◆ **Written task**
From the article on Hillary Clinton's foreign policy remarks, reproduce word for word the passage that opens with "But it was Clinton’s" and ends after "of global affairs.".

◆ **Document excerpt**
____________
Hillary Clinton on Trump’s Foreign Policy: It’s All About Waiting for His Next Tweet

Hillary Clinton, the former US secretary of state, speaking on Oct. 15, 2019, about China, Syria/Turkey, Afghanistan, Saudi Arabia and other current US foreign policy points. Moderating is William Burns of the Carnegie Endowment for Peace. CARNEGIE CORPORATION OF NEW YORK
Hillary Clinton glided onto a stage in Manhattan with the luxury of now being a cool-eyed outsider who can sharply question foreign policy decisions being made by the Trump administration on such controversial places as China, Syria, Saudi Arabia and Afghanistan.
Clinton was the keynote speaker at the Carnegie Corporation of New York’s daylong forum on Oct. 15 on advancing global peace, held at The Times Center in Midtown. The program, part of the Carnegie Peacebuilding Conversations, featured panels with experts from the United Nations, nongovernmental organizations, think tanks and academia.
But it was Clinton’s opening interview, led by William Burns, president of the Carnegie Endowment for International Peace and formerly a top American diplomat, that zeroed in on the raging state of global affairs.

Here is a summary of what Clinton said to questions from Burns on several geopolitical problems. (She took no questions from the audience.)
On Trump’s recent decision to withdraw US troops from northeast Syria and its effect on the Middle East and relations with America’s allies. The decision — apparently a “personal” one made by Trump, Clinton said, and connected to a phone call with President Erdogan of Turkey — did not appear to follow internal processes that would have “sounded an alarm.” The withdrawal, she added, is not only a “betrayal of the Kurds,” who fought with American forces to dislodge ISIS from Syria (and Iraq) and “had every reason to believe that they were acting not only on American but Western interests,” has left the Kurds “to the mercies of not just the Turkish military . . . but Turkish-supported militias.” These forces are now “engaging in executions, civilian casualties and really, uncontrolled violence against Kurdish targets — both soldiers and civilians.” The Trump move, Clinton said, also “opened the door to further aggressive behavior by the Russians” and solidified the positions of [President] Assad and Iran in Syria. “I think it’s going to be a free for all with tremendous and terrible loss of life” — leaving “really wicked problems.”
On Afghanistan and the recent US-led peace talks with the Taliban: “I for one am glad that the peace talks that the administration was engaged in collapsed,” Clinton said, adding that they fell apart because Trump had invited the Taliban to Camp David. “That was a good outcome of another bad process.” It was an “absolute error for the United States to negotiate bilaterally with the Taliban and essentially concede to their demand that the Afghan government not be involved.” Future negotiations, she said, should be done “at the very least” with low-level representatives of the Taliban and the government. “The goal should be to try to make sure that the Taliban becomes a political party, not an armed insurgency force.” The model of peace talks should be the negotiations that ended the war in Colombia. She noted some progress in Afghanistan: lowered infant mortality; more women and girls in school; and businesses flourishing. The US should “come to the negotiation anew with a different approach.”
____________
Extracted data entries
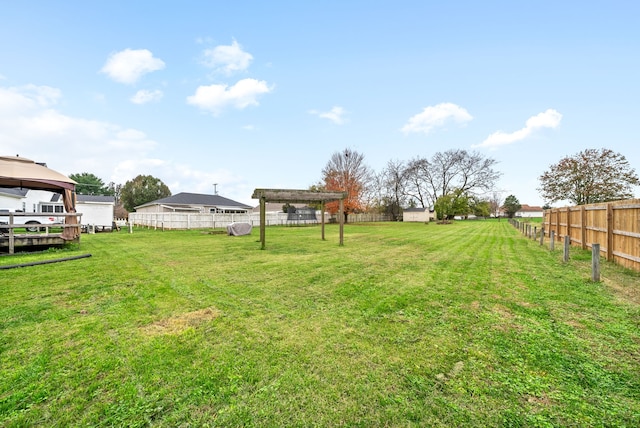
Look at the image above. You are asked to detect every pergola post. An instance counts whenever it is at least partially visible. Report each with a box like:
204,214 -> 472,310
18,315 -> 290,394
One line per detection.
260,196 -> 267,250
339,199 -> 344,246
320,201 -> 325,241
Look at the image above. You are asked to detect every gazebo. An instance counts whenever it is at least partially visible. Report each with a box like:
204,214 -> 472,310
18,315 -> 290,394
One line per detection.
0,156 -> 80,241
251,189 -> 347,250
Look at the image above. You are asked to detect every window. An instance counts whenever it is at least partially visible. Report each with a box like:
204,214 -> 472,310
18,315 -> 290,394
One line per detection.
40,204 -> 64,213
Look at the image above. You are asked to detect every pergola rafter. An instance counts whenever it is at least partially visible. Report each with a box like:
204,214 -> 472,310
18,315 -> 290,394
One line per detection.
251,189 -> 347,250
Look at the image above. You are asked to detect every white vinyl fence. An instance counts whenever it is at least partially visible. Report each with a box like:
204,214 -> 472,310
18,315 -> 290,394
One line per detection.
129,212 -> 390,230
129,213 -> 320,230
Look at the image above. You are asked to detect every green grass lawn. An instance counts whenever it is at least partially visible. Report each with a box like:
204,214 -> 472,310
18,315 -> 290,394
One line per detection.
0,221 -> 640,427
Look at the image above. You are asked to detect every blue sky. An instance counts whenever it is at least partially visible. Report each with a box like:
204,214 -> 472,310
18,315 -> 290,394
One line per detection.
0,0 -> 640,205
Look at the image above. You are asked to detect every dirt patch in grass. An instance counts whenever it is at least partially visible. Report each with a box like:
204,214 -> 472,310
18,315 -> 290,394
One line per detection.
141,308 -> 220,336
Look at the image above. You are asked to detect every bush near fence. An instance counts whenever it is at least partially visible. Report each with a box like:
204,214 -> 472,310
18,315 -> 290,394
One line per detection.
543,199 -> 640,271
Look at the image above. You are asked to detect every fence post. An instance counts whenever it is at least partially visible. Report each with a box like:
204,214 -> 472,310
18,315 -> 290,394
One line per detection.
9,213 -> 15,254
580,205 -> 587,250
591,244 -> 600,282
607,203 -> 613,262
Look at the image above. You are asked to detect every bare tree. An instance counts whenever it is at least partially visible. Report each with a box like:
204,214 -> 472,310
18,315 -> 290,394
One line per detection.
402,158 -> 435,208
408,149 -> 501,206
489,192 -> 502,218
379,160 -> 406,220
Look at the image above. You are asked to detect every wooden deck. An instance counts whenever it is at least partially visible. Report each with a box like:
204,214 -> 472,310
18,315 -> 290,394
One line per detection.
0,213 -> 82,254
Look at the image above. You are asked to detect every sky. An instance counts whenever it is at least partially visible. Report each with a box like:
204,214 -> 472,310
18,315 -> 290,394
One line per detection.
0,0 -> 640,206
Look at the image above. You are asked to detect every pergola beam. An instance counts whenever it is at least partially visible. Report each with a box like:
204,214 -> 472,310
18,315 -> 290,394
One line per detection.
251,189 -> 347,250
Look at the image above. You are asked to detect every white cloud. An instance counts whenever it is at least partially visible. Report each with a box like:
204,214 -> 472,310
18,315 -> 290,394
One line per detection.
471,109 -> 562,148
401,103 -> 473,135
0,85 -> 62,114
0,85 -> 251,206
187,79 -> 272,115
131,89 -> 164,104
309,106 -> 347,125
100,49 -> 165,83
202,40 -> 253,74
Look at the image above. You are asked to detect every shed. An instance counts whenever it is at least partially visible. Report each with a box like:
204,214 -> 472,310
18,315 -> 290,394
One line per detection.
402,208 -> 436,223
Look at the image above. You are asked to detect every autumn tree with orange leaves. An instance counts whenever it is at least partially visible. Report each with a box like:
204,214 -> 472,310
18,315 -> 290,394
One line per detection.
322,149 -> 371,222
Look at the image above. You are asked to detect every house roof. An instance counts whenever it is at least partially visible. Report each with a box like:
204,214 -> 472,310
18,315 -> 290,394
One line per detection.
76,195 -> 116,203
0,156 -> 76,191
518,204 -> 544,212
134,192 -> 251,210
0,187 -> 29,198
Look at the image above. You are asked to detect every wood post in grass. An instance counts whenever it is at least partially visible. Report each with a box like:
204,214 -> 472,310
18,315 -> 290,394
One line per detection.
591,244 -> 600,282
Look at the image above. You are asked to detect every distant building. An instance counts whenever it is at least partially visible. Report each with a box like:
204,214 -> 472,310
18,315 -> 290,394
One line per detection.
134,192 -> 252,214
402,208 -> 436,223
515,204 -> 544,218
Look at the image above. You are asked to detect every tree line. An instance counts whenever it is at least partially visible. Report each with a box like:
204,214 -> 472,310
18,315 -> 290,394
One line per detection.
69,148 -> 640,220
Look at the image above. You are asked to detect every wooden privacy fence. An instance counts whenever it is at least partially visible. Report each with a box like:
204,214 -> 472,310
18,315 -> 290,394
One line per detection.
543,199 -> 640,271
____________
◆ **Correct result**
But it was Clinton’s opening interview, led by William Burns, president of the Carnegie Endowment for International Peace and formerly a top American diplomat, that zeroed in on the raging state of global affairs.